Saved entries:

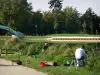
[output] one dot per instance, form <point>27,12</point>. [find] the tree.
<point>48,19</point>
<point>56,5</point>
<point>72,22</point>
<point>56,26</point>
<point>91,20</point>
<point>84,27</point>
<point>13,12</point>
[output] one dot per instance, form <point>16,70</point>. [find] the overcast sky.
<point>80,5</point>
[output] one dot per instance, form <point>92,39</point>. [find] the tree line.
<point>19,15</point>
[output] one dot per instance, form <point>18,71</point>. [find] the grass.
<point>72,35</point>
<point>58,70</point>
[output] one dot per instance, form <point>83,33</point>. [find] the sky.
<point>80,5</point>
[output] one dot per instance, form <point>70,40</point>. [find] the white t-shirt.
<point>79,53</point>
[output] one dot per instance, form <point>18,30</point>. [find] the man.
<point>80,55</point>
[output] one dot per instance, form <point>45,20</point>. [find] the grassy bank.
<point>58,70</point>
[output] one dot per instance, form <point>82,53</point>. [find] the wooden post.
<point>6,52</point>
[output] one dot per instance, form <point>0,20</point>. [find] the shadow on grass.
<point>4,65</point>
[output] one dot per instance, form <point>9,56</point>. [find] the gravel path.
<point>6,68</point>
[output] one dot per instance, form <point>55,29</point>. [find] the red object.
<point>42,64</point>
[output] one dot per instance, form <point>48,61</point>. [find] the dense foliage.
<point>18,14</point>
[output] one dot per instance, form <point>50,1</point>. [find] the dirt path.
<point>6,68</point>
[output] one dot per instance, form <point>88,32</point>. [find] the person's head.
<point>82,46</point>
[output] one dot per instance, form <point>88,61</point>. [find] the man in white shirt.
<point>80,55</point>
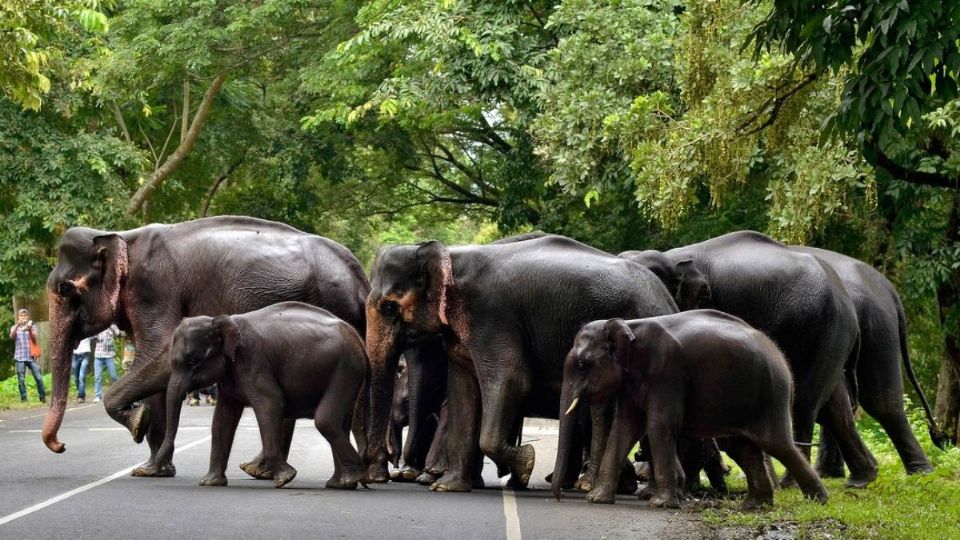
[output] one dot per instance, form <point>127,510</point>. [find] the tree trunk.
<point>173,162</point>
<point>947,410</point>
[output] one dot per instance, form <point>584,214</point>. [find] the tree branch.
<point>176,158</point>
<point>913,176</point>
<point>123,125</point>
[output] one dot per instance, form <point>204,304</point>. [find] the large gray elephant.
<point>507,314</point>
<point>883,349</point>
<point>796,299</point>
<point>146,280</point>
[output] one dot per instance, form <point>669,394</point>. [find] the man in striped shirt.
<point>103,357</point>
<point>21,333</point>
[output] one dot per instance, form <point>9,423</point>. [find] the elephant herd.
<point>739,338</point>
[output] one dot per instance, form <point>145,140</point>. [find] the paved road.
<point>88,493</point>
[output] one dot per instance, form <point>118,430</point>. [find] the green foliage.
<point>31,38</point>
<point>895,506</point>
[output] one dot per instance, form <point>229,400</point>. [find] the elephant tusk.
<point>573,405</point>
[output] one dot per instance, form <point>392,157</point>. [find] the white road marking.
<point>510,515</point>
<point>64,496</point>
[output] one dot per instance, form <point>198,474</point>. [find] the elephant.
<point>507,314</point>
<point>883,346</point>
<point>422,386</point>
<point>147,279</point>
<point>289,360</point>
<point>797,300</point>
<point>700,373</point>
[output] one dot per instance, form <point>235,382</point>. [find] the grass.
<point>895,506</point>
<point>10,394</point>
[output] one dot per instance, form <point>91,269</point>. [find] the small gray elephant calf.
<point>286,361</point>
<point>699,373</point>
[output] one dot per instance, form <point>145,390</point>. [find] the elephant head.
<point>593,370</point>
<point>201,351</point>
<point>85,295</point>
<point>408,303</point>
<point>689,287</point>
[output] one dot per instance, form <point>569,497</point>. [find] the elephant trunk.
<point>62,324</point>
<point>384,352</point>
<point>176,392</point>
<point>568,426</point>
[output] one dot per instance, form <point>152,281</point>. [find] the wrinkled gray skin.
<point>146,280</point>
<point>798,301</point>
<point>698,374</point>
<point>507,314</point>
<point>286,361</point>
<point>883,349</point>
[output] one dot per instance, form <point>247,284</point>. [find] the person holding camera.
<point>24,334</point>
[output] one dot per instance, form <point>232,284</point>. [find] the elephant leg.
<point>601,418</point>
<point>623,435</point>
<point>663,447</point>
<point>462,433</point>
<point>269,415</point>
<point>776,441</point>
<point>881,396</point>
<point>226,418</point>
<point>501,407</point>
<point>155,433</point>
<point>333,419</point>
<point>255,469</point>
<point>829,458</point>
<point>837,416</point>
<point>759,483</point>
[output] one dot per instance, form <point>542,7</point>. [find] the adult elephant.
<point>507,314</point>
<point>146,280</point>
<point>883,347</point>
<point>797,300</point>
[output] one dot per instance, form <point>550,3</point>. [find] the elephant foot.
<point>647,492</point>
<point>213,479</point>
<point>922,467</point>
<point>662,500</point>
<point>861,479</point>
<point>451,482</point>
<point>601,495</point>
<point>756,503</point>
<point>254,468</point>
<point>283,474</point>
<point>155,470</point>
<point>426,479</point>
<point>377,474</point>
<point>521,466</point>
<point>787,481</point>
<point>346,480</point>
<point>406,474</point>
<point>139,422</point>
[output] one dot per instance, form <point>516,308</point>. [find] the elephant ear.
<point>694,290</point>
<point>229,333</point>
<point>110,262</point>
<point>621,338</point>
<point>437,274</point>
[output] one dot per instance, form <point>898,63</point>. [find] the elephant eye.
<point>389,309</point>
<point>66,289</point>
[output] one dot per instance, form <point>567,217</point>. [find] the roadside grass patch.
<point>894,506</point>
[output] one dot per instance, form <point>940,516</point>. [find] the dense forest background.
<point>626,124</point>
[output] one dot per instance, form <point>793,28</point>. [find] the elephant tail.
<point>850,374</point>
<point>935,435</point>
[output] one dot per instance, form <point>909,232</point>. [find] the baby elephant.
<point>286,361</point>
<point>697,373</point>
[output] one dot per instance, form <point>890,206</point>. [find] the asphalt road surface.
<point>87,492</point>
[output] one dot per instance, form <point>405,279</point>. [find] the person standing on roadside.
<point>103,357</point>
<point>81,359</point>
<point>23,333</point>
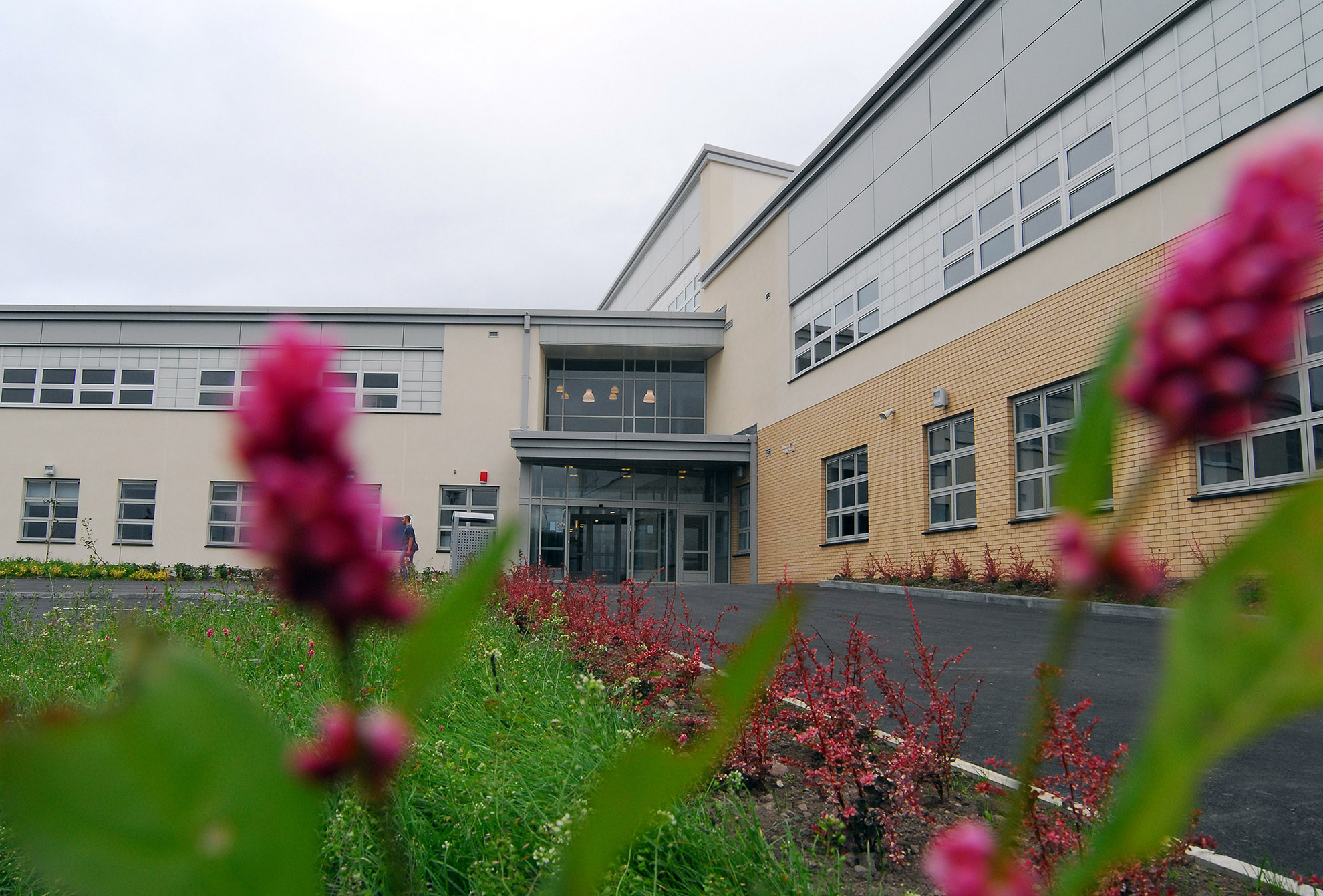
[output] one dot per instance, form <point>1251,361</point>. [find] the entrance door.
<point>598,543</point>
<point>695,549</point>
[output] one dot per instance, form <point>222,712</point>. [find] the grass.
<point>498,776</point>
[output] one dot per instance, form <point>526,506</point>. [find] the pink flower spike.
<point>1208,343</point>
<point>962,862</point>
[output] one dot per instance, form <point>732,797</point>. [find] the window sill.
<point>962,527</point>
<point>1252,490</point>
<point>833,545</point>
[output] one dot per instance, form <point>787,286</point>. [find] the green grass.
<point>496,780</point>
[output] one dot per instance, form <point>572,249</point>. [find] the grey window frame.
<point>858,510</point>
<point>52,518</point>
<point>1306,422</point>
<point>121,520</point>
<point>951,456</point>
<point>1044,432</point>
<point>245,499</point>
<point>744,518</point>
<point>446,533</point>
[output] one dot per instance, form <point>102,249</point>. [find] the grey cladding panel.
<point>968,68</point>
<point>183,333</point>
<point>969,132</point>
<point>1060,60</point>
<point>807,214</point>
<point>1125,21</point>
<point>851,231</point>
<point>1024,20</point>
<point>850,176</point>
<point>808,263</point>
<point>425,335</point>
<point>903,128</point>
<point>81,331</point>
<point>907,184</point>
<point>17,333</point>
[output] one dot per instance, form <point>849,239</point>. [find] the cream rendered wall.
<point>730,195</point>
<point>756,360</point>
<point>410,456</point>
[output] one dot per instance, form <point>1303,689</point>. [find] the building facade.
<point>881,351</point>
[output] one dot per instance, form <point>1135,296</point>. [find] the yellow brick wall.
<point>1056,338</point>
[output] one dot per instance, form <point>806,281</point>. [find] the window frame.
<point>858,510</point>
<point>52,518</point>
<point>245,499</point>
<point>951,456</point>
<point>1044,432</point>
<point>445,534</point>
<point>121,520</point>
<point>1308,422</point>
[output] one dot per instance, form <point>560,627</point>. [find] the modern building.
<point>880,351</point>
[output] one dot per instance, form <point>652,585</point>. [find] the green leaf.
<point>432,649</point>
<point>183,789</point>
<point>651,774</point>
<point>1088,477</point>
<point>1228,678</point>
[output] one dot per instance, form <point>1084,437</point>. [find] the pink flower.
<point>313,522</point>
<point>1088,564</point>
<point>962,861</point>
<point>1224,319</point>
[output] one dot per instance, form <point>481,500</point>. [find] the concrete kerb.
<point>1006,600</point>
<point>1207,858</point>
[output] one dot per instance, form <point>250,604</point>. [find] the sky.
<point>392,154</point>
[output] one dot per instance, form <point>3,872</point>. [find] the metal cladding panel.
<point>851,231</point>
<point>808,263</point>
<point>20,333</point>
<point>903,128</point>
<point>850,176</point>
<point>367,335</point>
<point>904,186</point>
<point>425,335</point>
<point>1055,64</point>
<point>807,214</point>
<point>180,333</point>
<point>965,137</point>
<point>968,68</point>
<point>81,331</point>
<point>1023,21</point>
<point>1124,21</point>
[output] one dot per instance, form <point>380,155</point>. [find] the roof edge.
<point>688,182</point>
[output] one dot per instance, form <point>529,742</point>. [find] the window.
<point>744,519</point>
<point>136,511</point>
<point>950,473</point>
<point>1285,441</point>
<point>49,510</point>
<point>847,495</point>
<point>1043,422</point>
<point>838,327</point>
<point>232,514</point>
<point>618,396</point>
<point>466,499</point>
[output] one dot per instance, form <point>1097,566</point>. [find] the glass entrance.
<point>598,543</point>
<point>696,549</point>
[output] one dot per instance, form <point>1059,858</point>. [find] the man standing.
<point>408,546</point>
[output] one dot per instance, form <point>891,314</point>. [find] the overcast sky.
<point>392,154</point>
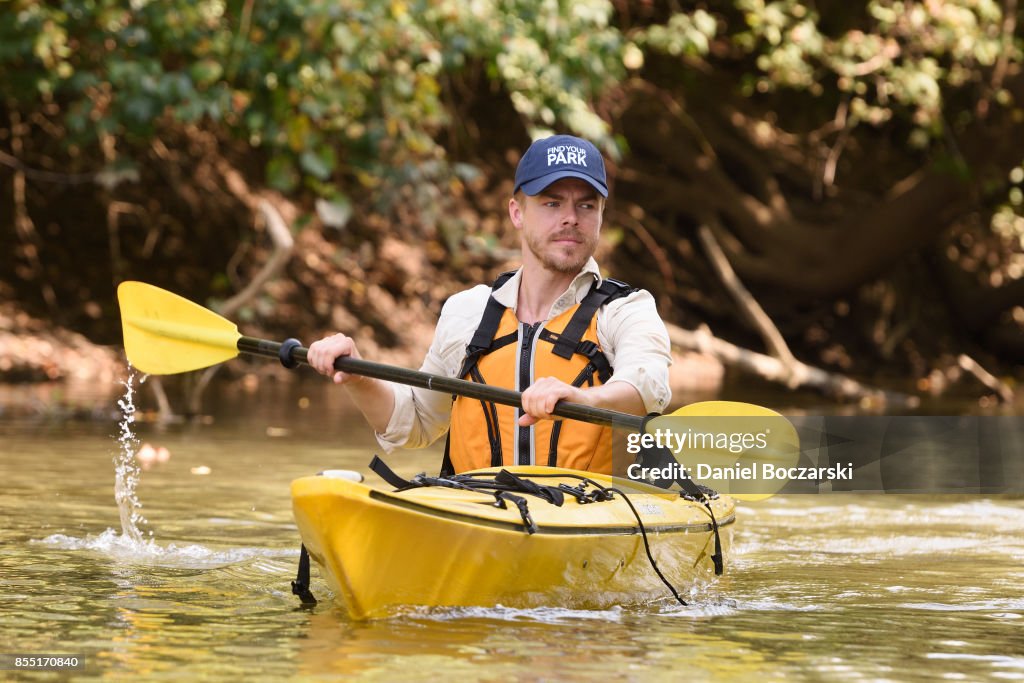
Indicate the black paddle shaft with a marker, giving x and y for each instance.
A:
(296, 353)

How to complete this task: Exact text is required for the lines from the one with "[output] one dot per instance, form <point>1097,566</point>." through the last line of the entries, both included. Omit pictures.

Answer section:
[output] one dot per instance, form <point>1097,566</point>. [find] the glass entrance.
<point>598,543</point>
<point>696,549</point>
[output] one dot per instance, form <point>1059,858</point>. [find] the man standing.
<point>408,546</point>
[output] one dot per instance, form <point>891,314</point>. [find] the overcast sky.
<point>392,154</point>
Indicate the black paddle shaft with a marker, giving x and y for each instance.
A:
(296, 353)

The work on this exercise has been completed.